§ **THE REQUEST**
Extract every line of the records that contains the word "pipeline", copying each line in full. Treat case as significant.

§ **DATASET CONTENT**
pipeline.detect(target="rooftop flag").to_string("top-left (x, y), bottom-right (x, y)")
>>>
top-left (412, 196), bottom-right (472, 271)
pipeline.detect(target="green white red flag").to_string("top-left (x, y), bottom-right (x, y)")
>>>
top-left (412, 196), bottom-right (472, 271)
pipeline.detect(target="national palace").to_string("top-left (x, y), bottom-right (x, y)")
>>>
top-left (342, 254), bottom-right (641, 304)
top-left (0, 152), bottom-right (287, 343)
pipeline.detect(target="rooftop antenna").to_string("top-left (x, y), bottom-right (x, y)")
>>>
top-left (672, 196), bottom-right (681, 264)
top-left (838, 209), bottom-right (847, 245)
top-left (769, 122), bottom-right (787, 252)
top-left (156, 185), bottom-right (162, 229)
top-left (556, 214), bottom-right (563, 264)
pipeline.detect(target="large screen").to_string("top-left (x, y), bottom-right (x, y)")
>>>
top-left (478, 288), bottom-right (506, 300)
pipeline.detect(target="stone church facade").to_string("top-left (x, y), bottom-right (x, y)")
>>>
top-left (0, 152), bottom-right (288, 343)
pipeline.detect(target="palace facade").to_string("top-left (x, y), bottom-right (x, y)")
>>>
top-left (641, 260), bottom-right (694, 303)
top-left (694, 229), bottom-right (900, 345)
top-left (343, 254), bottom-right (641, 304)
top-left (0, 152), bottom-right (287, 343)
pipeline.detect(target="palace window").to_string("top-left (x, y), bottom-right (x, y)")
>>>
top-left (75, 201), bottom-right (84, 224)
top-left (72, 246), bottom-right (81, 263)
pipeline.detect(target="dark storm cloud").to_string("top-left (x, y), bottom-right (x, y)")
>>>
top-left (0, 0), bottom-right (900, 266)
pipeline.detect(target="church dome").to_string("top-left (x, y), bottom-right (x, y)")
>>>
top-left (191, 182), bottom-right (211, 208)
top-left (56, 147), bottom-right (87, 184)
* * *
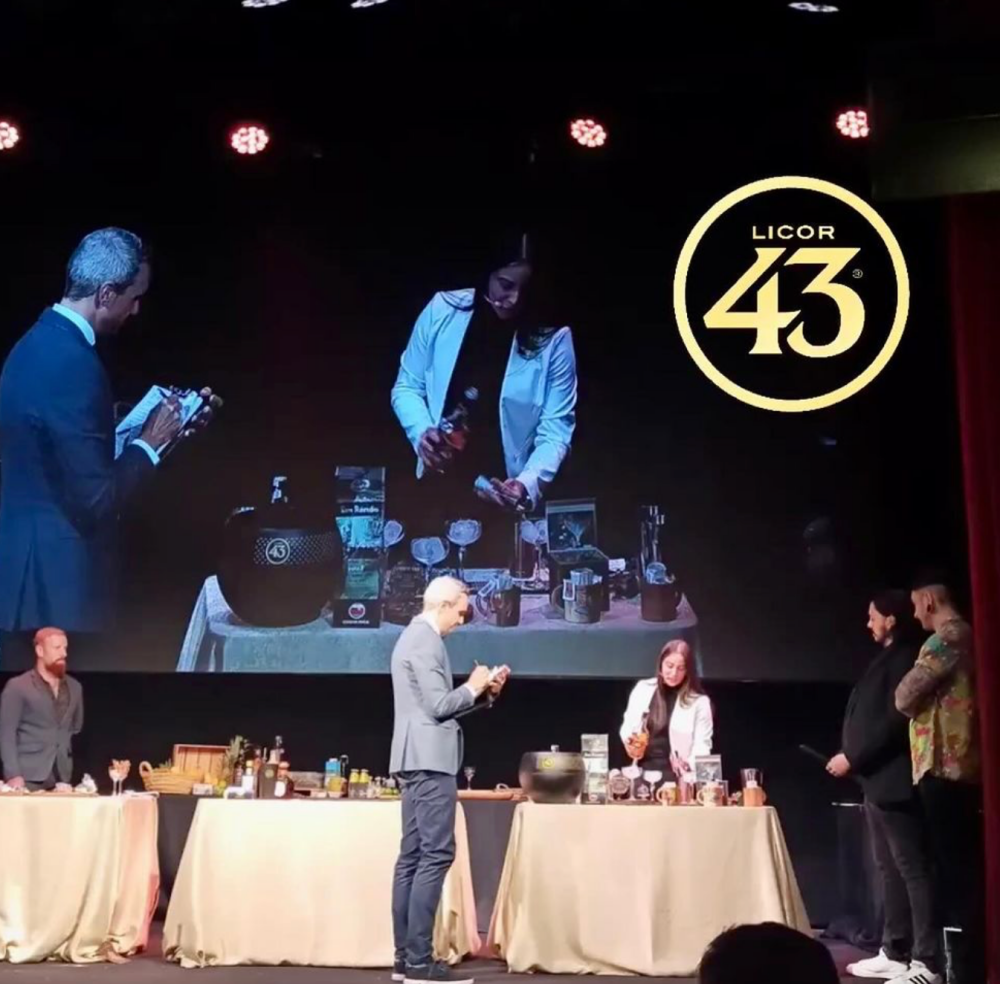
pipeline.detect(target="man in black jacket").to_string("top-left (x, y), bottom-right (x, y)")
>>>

§ **WORKED SOLUTION**
pipeline.detect(target="rooftop flag").to_string("top-left (x, y), bottom-right (x, y)")
pipeline.detect(target="green white red flag").to_string("top-left (x, y), bottom-right (x, y)")
pipeline.detect(target="national palace").to_string("top-left (x, y), bottom-right (x, y)")
pipeline.detect(target="rooftop antenna").to_string("top-left (x, y), bottom-right (x, y)")
pipeline.detect(target="large screen").to_string("top-left (x, y), bottom-right (x, y)")
pipeline.detect(target="stone church facade").to_string("top-left (x, y), bottom-right (x, y)")
pipeline.detect(target="palace facade").to_string("top-left (x, y), bottom-right (x, y)")
pipeline.detect(target="palace window").to_string("top-left (x, y), bottom-right (x, y)")
pipeline.detect(target="dark storm cloud").to_string("top-left (x, y), bottom-right (x, y)")
pipeline.detect(target="church dome").to_string("top-left (x, y), bottom-right (x, y)")
pipeline.detect(target="man in black jacket").to_string("top-left (x, y), bottom-right (x, y)")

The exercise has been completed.